Above photo: A section of the tens of thousands of teachers who marched on the Ontario Legislature during a one-day province-wide strike last Feb. 21.
Teachers and support staff at Glamorgan Junior Public School, in the Toronto borough of Scarborough, walked off the job Monday to protest school authorities’ decision to keep the school open despite a major COVID-19 outbreak. The outbreak was declared last Friday after nine teachers and two students tested positive for the potentially lethal virus. Fifty-eight students have been ordered to quarantine.
The work stoppage continued yesterday as reports emerged of a further student testing positive. The Toronto District School Board (TDSB) has flatly refused to close the school, citing an inspection carried out last week by the Ontario Ministry of Labour and the opinion of Toronto Public Health that the building is safe. The authorities have sought to justify this with claims that the coronavirus infections have been confined to one wing of the school.

### Work task 1
Quote every expression in the article about the Glamorgan school walkout that refers to a day or period of time.
### Work task 2
Write a continuation of the article about the walkout at Glamorgan Junior Public School, picking up after its final sentence.
The items that come after this text were gathered from a different source.

Collected data entries
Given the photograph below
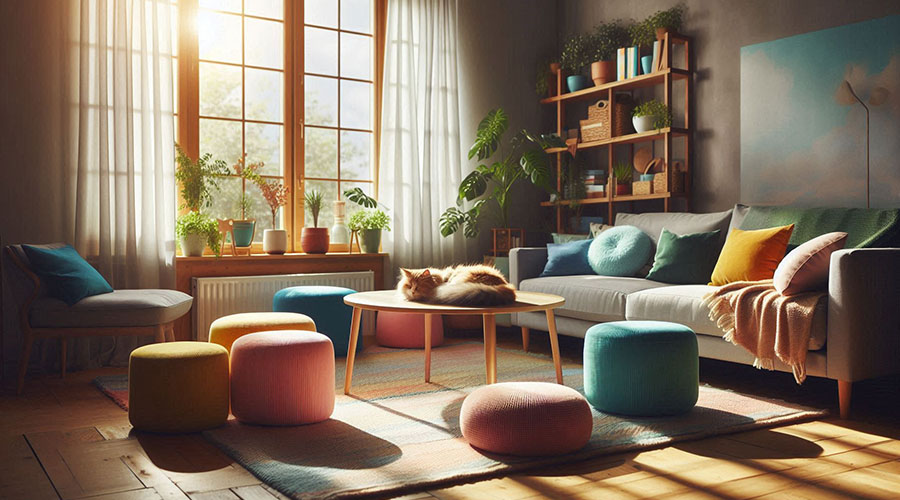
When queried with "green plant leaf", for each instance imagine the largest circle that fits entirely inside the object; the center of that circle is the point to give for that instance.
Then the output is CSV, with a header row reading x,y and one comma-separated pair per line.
x,y
490,130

### Output 1
"last Feb. 21", "Monday", "last Friday", "yesterday", "last week"

### Output 2
These claims are nothing more than self-serving justifications for the murderous “herd immunity” policy being pursued by Ontario’s Doug Ford-led hard-right Conservative government. Ford, the federal Liberal government of Prime Minister Justin Trudeau, and the entire ruling elite are determined to keep schools open so that parents can be forced back to work to produce profits for big business.
Since schools reopened in Ontario in September, over 2,300 infections have been recorded among teachers, students and school support staff. In Quebec, there were 422 new COVID-19 cases among elementary and high school students and staff just on November 2, bringing the total there to 7,444.
In an anonymous statement sent by the protesting Glamorgan JPS teachers to local news channel CP 24 Monday, the educators rejected the school board’s assertions. They noted that members of staff from the wing of the building where the infections occurred routinely enter and move around other parts of the school, meaning everyone is at risk of infection. The statement also noted that the teachers had demanded the closure of the school or additional safety protocols, but the principal and TDSB refused to take any action.
The job action at Glamorgan JPS is being followed closely by teachers across Canada, many of whom recognize that the horrendous working conditions there are being replicated in educational facilities across the country.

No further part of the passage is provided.